Task instructions => Read the entries below and pull out each line with the string "ottoman".

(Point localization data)
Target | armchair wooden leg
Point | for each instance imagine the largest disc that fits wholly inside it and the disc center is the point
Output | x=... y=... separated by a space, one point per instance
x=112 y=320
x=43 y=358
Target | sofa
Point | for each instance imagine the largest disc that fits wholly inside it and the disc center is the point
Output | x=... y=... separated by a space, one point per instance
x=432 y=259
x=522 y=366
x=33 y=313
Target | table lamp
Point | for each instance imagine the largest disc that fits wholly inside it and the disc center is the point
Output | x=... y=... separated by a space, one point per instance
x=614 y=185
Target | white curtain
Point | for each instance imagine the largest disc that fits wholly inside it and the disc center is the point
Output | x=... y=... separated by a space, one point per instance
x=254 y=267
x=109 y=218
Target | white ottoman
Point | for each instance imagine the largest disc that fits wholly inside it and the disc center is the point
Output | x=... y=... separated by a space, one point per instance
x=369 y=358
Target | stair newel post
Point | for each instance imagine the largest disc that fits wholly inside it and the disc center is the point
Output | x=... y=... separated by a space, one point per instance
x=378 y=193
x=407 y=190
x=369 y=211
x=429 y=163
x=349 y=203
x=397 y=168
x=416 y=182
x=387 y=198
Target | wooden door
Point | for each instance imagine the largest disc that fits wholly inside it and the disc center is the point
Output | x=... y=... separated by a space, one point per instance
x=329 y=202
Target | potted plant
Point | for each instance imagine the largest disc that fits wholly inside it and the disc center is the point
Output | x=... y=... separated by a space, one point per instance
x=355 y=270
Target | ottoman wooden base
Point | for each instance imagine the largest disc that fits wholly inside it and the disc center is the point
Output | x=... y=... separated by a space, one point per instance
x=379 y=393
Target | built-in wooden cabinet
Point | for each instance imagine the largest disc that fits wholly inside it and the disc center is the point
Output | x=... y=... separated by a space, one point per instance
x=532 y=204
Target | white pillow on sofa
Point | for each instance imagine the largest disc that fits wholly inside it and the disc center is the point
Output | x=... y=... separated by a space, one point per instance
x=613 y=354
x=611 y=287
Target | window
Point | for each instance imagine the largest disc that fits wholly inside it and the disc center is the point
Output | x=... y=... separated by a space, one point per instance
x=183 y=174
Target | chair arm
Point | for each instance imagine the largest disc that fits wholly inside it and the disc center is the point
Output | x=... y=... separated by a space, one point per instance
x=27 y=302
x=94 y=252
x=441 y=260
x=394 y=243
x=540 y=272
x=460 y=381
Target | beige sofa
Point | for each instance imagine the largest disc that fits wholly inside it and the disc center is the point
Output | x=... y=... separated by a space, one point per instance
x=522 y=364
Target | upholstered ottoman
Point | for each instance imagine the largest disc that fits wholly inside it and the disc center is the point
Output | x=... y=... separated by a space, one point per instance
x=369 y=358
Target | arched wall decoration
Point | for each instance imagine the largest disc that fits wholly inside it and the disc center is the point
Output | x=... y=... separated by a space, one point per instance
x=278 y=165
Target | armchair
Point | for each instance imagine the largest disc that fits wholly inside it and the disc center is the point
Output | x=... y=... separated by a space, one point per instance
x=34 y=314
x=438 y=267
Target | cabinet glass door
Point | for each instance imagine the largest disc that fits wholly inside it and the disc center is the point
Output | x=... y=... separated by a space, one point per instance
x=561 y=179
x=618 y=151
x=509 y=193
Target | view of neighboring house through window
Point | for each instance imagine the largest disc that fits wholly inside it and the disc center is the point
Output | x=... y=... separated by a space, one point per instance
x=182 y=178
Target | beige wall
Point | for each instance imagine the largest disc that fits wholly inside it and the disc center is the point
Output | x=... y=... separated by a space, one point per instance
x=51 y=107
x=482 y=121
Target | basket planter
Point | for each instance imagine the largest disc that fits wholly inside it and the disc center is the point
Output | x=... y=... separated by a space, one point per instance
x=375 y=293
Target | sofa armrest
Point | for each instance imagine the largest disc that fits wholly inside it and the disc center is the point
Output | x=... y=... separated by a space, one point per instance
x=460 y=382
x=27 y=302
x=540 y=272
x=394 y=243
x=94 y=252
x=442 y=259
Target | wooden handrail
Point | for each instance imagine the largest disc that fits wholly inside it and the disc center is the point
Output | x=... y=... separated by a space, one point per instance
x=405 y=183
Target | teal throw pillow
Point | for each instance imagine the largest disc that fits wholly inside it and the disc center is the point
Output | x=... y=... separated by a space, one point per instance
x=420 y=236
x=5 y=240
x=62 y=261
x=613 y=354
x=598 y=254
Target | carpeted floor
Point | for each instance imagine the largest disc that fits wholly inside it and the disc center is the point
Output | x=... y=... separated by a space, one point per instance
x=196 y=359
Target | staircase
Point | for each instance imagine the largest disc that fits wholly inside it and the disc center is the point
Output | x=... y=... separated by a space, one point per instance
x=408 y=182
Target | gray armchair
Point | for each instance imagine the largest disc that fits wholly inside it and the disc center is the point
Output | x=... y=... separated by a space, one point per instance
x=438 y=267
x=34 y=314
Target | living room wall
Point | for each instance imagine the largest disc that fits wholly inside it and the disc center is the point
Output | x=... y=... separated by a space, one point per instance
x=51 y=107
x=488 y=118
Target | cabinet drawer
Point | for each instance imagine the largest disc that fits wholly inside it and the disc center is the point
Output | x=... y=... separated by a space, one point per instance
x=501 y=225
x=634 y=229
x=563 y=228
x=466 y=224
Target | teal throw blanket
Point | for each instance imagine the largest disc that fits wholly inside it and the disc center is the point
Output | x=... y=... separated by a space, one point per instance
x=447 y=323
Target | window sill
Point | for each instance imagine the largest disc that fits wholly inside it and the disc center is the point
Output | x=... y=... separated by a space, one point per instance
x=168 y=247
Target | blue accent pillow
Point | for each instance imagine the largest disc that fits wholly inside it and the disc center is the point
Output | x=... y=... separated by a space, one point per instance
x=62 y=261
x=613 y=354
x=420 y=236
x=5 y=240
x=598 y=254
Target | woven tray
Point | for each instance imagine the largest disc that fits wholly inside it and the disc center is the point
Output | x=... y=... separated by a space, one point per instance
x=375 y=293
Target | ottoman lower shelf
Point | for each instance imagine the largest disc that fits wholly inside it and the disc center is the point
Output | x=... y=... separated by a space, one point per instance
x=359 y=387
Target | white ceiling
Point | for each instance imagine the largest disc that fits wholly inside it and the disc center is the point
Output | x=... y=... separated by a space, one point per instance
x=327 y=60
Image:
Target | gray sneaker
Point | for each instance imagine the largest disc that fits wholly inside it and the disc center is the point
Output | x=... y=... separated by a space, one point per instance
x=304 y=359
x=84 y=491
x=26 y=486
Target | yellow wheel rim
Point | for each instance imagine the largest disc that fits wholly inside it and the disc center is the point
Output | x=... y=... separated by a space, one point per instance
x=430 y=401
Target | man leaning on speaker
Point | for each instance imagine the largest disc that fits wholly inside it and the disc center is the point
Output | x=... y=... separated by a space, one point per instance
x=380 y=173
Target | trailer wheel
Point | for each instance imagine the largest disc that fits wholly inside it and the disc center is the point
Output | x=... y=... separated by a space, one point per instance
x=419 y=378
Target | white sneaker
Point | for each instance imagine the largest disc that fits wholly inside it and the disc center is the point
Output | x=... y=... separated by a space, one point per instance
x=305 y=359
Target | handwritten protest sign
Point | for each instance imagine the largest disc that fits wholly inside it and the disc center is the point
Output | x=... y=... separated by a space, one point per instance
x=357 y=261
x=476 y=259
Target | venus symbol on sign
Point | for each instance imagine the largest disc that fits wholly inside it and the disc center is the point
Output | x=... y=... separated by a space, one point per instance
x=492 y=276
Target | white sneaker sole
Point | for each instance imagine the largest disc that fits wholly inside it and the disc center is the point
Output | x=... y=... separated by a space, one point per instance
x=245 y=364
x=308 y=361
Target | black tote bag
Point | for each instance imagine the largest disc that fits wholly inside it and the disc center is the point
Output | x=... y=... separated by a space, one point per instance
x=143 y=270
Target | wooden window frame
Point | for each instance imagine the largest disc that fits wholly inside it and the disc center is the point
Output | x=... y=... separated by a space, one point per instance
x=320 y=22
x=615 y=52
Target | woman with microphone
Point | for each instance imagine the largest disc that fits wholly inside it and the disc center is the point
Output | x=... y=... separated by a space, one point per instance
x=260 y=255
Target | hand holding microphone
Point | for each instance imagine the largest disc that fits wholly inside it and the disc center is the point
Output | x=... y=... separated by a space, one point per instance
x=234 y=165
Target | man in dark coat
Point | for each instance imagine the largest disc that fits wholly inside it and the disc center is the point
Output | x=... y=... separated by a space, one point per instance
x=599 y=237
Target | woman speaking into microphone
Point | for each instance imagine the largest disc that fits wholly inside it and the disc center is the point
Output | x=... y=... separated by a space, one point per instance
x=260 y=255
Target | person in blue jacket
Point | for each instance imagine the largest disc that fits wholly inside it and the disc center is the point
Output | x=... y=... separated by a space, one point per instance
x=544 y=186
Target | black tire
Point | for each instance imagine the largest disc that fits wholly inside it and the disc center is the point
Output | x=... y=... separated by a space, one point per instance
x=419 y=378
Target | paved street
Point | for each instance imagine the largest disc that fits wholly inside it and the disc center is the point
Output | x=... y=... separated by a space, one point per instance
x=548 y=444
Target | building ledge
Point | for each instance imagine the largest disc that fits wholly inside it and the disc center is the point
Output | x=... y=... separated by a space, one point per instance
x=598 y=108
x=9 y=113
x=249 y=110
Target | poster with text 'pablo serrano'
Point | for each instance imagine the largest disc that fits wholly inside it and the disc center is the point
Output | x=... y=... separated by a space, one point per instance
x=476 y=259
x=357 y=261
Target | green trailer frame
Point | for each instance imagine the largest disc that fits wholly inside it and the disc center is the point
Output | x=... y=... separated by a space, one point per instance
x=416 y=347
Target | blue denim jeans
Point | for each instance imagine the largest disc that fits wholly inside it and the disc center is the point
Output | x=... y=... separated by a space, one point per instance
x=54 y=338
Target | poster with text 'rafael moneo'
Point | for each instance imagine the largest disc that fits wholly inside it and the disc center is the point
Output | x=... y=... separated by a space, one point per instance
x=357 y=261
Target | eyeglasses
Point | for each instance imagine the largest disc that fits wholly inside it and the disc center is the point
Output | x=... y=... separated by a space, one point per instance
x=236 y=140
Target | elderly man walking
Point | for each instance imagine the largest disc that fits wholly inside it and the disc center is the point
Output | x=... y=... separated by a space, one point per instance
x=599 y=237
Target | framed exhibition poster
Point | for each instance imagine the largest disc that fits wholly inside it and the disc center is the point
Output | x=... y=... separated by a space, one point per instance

Reply to the exercise =>
Target | white ottoman
Target | ottoman wooden base
Target | upholstered ottoman
Target | ottoman lower shelf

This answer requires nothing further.